─── DATA EXTRACT

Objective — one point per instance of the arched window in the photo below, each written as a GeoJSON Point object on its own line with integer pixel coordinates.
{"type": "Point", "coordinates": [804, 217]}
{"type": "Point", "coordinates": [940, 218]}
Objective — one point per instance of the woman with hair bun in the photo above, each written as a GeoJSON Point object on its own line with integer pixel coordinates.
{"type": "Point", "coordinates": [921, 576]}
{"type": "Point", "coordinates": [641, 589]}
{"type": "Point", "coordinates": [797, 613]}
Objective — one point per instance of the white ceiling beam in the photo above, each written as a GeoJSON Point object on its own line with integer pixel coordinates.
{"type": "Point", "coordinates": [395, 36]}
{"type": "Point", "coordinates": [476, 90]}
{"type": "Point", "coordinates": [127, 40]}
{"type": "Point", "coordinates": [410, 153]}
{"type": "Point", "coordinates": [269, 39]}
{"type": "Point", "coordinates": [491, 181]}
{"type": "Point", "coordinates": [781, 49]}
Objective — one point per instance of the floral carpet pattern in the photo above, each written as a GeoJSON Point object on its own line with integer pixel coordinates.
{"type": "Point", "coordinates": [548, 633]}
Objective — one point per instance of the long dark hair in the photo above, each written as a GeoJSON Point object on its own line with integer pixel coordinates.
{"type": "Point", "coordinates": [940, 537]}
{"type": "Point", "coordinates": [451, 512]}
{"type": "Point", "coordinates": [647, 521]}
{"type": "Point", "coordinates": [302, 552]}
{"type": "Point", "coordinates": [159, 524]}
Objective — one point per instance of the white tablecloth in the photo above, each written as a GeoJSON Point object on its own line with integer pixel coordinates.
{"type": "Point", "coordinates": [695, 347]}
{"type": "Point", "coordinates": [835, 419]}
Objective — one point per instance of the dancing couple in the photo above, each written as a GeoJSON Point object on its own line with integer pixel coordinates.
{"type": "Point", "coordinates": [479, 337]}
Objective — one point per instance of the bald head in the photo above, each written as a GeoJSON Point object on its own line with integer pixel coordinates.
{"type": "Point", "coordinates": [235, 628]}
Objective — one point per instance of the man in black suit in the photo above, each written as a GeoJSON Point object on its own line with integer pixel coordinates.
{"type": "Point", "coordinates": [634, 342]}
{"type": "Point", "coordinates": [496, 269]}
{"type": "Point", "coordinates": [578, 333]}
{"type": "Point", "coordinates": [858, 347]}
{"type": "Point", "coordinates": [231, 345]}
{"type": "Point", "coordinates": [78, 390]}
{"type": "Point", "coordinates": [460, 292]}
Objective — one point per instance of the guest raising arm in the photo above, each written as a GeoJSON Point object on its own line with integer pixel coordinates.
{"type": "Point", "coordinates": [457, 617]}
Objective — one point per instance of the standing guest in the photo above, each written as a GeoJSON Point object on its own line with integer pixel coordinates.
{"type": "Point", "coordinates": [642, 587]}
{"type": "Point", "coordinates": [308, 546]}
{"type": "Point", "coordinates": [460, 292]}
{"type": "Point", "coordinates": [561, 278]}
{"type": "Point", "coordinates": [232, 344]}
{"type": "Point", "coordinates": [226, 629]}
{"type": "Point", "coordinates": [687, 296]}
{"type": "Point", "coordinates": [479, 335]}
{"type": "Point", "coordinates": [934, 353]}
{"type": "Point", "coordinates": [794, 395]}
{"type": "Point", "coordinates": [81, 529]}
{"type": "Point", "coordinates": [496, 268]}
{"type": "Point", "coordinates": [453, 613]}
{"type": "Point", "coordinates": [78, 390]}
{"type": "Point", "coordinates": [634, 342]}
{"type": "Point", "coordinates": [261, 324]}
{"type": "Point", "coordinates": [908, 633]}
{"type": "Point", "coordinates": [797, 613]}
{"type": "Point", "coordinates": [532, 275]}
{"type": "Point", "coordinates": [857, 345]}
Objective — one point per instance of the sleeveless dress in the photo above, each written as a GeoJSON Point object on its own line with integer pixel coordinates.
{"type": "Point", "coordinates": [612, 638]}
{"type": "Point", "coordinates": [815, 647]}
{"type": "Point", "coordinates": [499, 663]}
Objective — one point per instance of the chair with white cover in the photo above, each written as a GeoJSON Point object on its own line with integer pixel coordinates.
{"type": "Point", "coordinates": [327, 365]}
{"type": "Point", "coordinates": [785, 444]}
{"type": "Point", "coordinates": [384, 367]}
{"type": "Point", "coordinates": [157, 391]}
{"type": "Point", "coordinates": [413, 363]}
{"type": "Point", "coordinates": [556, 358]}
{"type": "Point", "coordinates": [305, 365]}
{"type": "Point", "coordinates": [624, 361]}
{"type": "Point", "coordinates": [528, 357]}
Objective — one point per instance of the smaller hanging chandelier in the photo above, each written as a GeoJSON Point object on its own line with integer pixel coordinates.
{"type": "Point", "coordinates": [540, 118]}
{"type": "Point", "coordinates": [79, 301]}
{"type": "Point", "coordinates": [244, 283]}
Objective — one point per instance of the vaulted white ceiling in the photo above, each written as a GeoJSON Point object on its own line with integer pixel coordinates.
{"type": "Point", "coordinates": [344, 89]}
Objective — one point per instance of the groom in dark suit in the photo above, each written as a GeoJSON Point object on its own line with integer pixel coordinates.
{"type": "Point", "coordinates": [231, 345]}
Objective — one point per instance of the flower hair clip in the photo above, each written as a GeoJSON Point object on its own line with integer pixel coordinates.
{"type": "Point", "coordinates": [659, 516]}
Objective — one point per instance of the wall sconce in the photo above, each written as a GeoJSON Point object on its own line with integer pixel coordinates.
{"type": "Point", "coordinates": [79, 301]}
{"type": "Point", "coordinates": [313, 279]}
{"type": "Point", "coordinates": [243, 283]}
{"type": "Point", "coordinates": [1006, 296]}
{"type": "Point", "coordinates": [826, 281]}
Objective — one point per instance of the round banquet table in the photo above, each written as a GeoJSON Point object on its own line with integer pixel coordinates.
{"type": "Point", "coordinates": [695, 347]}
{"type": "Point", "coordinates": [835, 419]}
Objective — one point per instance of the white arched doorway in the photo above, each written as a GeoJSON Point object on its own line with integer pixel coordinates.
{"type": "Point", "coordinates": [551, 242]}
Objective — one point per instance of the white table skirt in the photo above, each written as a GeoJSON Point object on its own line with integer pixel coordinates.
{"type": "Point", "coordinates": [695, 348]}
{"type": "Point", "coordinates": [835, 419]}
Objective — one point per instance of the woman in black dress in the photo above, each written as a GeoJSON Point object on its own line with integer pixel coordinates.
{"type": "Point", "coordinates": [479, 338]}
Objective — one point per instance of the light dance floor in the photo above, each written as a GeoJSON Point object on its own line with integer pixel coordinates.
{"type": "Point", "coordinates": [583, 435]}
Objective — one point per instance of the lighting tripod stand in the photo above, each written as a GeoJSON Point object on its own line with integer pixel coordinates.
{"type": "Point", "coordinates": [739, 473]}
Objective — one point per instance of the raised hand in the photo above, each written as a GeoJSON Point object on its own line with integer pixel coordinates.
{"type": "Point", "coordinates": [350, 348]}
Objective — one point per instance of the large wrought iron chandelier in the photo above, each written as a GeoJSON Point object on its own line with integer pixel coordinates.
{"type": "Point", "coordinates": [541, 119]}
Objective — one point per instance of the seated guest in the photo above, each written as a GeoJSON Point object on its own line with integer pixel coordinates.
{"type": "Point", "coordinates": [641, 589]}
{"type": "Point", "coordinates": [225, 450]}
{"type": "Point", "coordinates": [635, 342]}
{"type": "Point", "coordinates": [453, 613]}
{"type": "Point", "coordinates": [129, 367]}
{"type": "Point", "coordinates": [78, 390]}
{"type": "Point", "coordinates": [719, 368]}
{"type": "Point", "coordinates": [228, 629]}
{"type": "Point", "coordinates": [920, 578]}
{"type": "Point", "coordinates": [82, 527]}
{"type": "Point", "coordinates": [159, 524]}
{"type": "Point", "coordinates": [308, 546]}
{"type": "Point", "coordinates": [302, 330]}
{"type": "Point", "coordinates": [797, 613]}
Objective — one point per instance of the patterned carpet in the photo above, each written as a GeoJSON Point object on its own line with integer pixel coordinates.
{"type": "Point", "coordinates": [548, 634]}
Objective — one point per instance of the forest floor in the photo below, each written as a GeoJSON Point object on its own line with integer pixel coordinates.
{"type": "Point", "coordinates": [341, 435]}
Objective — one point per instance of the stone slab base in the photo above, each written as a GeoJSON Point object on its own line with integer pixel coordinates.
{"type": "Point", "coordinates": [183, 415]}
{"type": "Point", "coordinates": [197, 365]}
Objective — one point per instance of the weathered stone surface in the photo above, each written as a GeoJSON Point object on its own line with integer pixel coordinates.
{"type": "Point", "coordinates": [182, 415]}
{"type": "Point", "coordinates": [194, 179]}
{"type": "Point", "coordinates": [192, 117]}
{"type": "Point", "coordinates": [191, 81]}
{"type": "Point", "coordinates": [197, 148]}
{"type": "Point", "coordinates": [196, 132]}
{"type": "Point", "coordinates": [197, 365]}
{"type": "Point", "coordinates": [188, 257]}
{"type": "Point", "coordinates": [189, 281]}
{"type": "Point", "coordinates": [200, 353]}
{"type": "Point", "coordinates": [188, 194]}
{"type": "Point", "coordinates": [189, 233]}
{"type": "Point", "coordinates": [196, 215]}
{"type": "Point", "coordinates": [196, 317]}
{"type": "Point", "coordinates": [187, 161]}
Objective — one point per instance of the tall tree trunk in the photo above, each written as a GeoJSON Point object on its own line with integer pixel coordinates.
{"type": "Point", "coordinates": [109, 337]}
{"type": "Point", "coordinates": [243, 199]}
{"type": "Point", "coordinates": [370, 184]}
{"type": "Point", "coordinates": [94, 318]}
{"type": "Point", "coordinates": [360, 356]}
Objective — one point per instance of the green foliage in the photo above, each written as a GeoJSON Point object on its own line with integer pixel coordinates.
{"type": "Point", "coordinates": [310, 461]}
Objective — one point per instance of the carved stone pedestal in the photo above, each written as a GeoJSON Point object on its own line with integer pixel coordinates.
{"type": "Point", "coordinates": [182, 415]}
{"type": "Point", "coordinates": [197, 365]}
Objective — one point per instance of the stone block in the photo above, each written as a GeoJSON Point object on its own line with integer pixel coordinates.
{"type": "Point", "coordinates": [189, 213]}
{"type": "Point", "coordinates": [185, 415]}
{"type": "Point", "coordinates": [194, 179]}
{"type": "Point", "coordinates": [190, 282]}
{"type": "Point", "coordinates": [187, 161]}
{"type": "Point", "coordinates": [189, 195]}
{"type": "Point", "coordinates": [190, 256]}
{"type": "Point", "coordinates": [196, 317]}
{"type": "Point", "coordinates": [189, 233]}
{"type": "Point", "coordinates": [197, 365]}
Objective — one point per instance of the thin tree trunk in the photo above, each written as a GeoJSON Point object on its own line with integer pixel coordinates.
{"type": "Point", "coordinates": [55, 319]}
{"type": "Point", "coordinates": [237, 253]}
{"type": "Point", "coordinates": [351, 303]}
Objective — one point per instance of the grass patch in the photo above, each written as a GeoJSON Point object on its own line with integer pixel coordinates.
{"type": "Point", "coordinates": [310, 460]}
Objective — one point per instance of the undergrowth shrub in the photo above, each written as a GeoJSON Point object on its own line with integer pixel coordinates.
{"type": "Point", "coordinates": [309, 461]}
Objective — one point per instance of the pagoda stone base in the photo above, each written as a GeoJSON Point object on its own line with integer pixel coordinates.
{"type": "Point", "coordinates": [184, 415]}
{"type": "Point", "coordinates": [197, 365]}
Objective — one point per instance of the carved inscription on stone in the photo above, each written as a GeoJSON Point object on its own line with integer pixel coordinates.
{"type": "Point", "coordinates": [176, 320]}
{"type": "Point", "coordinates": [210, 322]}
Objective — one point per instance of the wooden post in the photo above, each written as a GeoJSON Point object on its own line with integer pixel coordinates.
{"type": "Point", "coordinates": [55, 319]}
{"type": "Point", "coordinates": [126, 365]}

──────

Output as a JSON list of strings, one per line, the stretch from the line containing "Objective — one point per instance of the wooden" through the end of the lines above, leaving out blank lines.

• EXERCISE RESULT:
[
  "Objective — one point per instance of the wooden post in the photo above, each written as a GeoJSON Point object on its own line with integer pixel coordinates.",
  "{\"type\": \"Point\", \"coordinates\": [55, 319]}",
  "{\"type\": \"Point\", \"coordinates\": [126, 365]}"
]